Filter the data for "prompts" and copy matching lines.

*** Block opens ***

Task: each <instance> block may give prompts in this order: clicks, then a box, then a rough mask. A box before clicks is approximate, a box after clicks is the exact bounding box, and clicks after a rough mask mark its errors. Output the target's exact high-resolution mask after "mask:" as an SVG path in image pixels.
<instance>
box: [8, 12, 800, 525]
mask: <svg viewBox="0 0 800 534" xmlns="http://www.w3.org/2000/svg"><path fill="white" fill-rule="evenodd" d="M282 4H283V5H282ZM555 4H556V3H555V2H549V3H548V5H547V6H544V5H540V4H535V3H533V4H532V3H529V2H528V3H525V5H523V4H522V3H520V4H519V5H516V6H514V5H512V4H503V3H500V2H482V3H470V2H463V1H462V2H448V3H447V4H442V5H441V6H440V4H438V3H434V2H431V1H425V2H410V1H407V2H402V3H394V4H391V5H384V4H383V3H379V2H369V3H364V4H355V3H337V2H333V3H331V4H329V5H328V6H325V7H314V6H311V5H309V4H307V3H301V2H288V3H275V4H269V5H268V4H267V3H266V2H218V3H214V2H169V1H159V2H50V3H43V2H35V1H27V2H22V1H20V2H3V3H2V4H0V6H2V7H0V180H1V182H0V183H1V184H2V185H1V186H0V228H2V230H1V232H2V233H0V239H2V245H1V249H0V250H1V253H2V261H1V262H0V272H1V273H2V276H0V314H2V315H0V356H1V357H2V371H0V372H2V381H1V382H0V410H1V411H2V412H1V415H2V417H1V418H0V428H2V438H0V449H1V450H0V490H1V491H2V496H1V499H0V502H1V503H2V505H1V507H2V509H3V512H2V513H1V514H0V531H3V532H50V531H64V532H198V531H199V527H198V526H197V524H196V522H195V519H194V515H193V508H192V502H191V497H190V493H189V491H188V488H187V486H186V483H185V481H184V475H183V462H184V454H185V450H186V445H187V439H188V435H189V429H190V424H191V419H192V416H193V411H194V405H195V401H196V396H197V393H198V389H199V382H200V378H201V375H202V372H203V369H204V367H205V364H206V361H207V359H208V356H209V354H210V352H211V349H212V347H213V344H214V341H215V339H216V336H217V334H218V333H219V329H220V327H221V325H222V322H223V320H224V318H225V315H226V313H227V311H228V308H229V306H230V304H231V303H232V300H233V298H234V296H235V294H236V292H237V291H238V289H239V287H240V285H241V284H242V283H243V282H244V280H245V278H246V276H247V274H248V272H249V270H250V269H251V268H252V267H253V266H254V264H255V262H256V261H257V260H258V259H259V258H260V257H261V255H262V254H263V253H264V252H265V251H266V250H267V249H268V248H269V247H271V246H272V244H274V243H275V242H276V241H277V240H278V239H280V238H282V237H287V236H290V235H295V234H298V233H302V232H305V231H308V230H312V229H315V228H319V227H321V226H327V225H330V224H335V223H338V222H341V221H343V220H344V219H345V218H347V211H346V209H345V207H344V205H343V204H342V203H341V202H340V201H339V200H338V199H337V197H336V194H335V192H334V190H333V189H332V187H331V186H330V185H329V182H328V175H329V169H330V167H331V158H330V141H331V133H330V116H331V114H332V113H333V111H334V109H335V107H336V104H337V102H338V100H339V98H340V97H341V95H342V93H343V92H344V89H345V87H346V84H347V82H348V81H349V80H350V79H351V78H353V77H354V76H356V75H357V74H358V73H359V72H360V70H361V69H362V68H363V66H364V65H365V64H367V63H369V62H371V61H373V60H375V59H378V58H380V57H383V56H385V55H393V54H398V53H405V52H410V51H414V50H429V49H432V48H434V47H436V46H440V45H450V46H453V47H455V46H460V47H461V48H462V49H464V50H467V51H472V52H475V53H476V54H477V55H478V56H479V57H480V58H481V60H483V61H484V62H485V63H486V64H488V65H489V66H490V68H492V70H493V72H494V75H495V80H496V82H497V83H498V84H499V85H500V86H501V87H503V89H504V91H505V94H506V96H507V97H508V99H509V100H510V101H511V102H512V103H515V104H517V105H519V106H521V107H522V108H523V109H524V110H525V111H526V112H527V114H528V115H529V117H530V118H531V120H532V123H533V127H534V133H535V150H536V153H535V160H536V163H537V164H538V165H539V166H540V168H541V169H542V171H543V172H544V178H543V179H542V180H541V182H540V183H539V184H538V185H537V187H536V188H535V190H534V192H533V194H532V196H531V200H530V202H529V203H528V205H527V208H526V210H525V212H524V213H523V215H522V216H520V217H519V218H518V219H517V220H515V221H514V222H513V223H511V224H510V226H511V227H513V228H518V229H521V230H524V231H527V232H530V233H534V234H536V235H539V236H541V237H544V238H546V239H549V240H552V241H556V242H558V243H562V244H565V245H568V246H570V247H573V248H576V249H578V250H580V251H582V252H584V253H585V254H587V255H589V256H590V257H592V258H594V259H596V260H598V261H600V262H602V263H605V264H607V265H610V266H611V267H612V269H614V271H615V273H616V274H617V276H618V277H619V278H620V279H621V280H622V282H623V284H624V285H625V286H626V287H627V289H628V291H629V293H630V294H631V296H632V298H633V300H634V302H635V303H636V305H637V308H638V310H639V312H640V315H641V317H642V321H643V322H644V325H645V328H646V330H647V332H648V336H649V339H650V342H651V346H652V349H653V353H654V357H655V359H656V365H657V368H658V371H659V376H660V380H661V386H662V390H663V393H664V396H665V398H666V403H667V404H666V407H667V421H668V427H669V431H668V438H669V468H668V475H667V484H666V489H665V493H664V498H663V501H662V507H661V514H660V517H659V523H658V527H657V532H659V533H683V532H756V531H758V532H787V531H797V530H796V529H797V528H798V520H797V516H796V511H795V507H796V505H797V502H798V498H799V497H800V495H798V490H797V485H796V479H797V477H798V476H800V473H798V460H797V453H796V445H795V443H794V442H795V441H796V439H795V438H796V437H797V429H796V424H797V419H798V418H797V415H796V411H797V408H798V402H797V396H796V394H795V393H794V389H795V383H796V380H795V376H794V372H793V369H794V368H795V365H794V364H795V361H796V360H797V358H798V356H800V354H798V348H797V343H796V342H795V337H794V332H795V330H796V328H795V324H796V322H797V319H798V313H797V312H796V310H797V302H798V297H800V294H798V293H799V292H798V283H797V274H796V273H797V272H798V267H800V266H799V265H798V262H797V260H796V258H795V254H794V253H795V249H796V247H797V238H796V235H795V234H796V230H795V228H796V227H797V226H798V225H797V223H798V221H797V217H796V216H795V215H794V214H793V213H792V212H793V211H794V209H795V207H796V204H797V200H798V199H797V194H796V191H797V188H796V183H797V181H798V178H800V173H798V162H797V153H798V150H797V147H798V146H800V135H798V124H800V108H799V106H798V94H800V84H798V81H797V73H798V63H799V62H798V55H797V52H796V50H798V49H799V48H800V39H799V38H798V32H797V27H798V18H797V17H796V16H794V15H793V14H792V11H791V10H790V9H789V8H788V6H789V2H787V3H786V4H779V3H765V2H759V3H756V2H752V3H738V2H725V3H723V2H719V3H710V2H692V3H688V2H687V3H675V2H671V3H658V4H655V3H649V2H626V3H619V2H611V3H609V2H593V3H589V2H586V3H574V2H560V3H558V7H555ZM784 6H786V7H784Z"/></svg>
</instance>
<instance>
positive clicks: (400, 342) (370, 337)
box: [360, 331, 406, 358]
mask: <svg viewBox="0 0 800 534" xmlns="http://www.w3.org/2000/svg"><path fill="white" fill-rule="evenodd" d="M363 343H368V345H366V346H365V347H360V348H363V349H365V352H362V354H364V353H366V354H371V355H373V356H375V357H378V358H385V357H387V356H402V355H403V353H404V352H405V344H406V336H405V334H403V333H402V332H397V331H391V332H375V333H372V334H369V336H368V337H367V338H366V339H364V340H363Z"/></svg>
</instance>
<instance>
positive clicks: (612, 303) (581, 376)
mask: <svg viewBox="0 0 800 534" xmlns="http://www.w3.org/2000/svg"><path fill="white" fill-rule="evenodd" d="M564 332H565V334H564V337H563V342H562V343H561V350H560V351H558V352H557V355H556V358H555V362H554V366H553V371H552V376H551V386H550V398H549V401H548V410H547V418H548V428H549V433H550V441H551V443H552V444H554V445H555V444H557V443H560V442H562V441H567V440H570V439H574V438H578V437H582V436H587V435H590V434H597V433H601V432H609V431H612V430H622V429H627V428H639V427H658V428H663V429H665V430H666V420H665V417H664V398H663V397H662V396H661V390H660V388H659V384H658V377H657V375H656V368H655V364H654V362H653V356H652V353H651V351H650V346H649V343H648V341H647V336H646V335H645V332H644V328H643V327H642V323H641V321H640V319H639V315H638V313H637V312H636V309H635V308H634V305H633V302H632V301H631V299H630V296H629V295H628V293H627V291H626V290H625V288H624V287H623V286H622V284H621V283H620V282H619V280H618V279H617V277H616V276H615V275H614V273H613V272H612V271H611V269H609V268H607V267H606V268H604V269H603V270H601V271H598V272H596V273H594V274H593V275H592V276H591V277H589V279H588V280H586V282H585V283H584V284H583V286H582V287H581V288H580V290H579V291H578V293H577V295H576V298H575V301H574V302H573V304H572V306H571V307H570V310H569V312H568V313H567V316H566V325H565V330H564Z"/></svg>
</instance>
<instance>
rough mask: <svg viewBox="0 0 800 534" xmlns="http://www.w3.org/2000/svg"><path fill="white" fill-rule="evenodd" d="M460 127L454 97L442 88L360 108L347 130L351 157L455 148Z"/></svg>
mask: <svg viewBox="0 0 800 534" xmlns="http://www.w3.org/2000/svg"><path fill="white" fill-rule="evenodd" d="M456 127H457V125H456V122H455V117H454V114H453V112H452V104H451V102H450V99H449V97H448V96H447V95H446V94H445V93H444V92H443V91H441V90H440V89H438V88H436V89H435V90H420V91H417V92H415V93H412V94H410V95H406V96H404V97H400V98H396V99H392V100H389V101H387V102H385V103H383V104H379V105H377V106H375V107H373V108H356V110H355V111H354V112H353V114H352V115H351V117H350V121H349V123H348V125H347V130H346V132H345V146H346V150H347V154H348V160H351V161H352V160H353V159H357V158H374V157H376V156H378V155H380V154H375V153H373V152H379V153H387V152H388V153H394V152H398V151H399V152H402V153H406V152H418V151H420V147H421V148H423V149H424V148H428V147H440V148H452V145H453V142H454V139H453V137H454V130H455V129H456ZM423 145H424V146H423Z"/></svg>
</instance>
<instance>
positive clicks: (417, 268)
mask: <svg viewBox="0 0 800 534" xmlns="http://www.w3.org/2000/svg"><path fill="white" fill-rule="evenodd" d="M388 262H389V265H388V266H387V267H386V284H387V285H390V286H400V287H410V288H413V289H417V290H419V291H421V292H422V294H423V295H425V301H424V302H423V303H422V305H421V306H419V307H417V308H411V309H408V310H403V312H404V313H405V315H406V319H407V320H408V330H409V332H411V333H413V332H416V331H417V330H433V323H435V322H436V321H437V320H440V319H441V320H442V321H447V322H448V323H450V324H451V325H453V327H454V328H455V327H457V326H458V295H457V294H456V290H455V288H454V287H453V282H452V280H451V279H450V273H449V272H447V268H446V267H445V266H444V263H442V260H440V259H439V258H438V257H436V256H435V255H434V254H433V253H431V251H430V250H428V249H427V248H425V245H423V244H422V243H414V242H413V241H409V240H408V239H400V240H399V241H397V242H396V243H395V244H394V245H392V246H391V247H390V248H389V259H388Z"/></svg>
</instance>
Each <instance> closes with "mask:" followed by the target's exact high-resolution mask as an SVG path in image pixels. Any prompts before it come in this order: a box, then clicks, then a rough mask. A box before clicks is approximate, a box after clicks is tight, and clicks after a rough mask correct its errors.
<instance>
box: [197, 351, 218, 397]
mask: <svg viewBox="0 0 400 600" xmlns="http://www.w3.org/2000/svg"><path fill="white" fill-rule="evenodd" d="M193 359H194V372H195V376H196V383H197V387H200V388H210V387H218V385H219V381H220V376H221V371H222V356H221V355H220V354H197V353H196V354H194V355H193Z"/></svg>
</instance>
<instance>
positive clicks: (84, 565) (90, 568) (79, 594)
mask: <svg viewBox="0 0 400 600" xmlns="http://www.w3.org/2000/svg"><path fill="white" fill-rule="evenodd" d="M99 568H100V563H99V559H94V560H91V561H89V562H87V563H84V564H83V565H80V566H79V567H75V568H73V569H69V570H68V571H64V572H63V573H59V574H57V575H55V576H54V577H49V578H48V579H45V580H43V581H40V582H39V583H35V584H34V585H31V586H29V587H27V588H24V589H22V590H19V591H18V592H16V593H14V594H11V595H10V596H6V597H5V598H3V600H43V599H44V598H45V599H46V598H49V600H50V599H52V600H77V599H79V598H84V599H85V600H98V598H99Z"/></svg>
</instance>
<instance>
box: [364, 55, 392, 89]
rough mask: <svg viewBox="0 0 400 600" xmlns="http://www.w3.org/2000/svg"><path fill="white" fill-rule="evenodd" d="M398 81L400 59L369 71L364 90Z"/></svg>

*** Block closes ***

§ Solution
Task: each <instance> block may give prompts in this order: clicks, then a box, then a rough mask. A box before clicks is approximate, a box after clicks is the exact bounding box, and clicks after a rough mask mark its errors. Output the target's exact high-resolution mask after "mask:" as an SVG path in image pixels.
Each <instance> closes with "mask:" followed by the target's exact high-resolution mask as an SVG path in image pixels. Any prompts before it come in this order: a box, then clicks, then a rough mask. A box before clicks is approximate, a box after clicks is tight, and clicks after a rough mask correct its errors.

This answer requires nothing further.